Document text:
● ● ● ●

/yodaqa

A Question Answering system built on top of the Apache UIMA framework.

Primary LanguageJavaOtherNOASSERTION

YodaQA

YodaQA is an open source Factoid Question Answering system that can produce answer both from databases and text corpora using on-the-fly information extraction. By default, open domain question answering is performed on top of the Freebase and DBpedia knowledge bases as well as the texts of enwiki articles.

YodaQA goals are practicality and extensible design, though it serves as a research project as well. Right now, we are still in early alpha regarding accuracy as well as speed; in the future, we hope to also add some deductive capabilities and include "personal assistant" style conversation capabilities.

YodaQA stands for "Yet anOther Deep Answering pipeline" and the system is built on top of the Apache UIMA and DKpro UIMA bindings and developed as part of the Brmson platform. The QA logic is mostly original work, but much of the designs and componets are inspired by the DeepQA (IBM Watson) and state-of-art papers. See the Acknowledgements section of LICENCE.md for more.

The current version is a work-in-progress snapshot that already can answer some questions, even though it's embarrassingly often wrong; on our reference test set of questions, it can currently choose the correct answer for about 33% of questions (but 46% of questions have the correct answer in top three). Detailed performance info is available at:

https://github.com/brmson/yodaqa/wiki/Benchmarks

More details on YodaQA plus links to some papers are available at:

http://ailao.eu/yodaqa/

and you can play with a live demo at

http://live.ailao.eu/

(this demo corresponds to the d/live branch of this git repo).

Also check out our movies QA demo at the d/movies branch and http://movies.ailao.eu/ ! (This is actually our primary testbed right now; it answers questions only using databases.)

Installation Instructions

Quick instructions for setting up, building and running (focused on Debian Wheezy):

  • We assume that you cloned YodaQA and are now in the directory that contains this README.

● ● ● ●

Brief A:
Answer these questions using the YodaQA page:
(i) What does the name YodaQA stand for?
(ii) For about what percentage of questions on the reference test set does the system currently choose the correct answer?
(iii) Which branch of the git repo does the live demo correspond to?
Brief B:
From the YodaQA page, reproduce everything from "(this demo corresponds" down to "contains this README." word for word.

● ● ● ●

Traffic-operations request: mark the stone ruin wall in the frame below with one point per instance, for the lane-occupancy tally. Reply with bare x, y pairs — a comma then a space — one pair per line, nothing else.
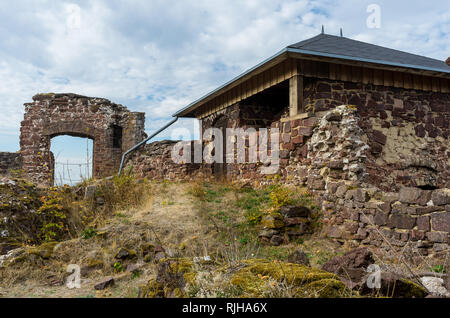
379, 166
112, 128
9, 161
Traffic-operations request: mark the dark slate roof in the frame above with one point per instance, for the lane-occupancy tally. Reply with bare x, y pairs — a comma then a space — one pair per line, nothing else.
336, 45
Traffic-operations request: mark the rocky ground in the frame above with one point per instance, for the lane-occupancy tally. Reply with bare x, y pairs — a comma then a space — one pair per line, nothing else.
195, 240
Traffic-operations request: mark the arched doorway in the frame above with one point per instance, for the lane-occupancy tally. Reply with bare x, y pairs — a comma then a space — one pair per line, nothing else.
72, 159
220, 168
112, 128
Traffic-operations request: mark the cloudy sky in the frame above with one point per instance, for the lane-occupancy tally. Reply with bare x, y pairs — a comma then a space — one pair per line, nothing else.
157, 56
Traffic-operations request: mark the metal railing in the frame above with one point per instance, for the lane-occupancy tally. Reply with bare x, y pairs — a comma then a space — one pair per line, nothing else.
144, 142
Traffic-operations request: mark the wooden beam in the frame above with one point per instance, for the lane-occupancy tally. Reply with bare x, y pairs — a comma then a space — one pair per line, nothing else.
295, 95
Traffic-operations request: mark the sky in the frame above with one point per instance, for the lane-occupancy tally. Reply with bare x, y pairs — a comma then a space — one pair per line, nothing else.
157, 56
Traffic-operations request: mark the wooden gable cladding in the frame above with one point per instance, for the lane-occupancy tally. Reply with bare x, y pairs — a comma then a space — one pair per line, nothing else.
257, 82
365, 75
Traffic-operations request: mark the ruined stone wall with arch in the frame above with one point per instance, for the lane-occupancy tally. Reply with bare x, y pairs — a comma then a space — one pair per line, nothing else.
112, 127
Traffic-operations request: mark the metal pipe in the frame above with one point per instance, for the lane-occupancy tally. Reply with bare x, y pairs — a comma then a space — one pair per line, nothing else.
144, 142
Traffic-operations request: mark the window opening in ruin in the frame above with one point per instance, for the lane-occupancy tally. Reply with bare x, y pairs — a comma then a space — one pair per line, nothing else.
268, 105
72, 159
117, 136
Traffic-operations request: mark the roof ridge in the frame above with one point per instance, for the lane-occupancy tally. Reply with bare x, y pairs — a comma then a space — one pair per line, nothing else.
387, 48
309, 41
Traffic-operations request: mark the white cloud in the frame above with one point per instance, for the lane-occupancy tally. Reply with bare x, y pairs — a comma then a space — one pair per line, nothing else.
158, 56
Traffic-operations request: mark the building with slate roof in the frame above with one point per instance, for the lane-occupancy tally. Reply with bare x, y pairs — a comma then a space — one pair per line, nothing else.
395, 94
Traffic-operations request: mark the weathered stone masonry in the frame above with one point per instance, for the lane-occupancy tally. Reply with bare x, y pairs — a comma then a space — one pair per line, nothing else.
112, 127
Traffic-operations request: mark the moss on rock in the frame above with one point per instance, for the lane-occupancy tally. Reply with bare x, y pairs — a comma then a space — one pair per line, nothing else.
44, 251
306, 281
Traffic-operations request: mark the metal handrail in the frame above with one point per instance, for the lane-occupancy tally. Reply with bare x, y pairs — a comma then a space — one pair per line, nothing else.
144, 142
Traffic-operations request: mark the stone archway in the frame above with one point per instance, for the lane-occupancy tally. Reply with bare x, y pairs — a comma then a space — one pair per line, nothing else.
112, 127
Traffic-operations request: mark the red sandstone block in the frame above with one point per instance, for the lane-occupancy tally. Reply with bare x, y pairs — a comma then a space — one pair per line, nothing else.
305, 131
297, 140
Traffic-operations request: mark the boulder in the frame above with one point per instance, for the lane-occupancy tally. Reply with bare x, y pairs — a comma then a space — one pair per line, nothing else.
272, 222
277, 240
395, 286
441, 196
290, 211
123, 254
298, 257
351, 267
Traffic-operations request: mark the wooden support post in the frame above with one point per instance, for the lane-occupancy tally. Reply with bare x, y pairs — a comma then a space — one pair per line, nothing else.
295, 95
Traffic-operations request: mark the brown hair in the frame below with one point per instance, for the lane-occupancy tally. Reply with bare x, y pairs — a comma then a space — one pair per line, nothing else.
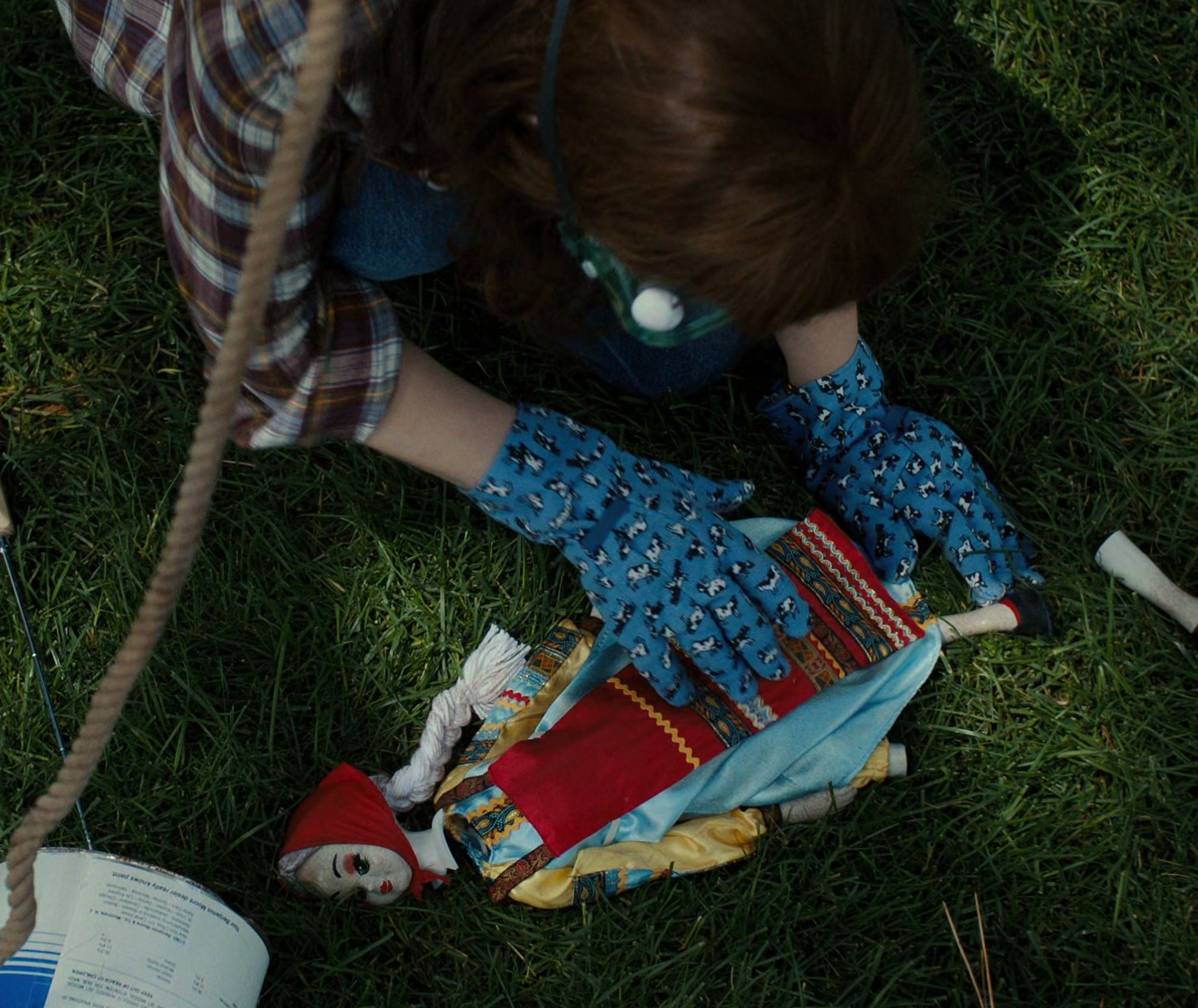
765, 155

● ● ● ●

Correct response A:
(i) "Yet anOther Deep Answering pipeline"
(ii) About 33%
(iii) The d/live branch

Correct response B:
(this demo corresponds to the d/live branch of this git repo).

Also check out our movies QA demo at the d/movies branch and http://movies.ailao.eu/ ! (This is actually our primary testbed right now; it answers questions only using databases.)

Installation Instructions

Quick instructions for setting up, building and running (focused on Debian Wheezy):

  • We assume that you cloned YodaQA and are now in the directory that contains this README.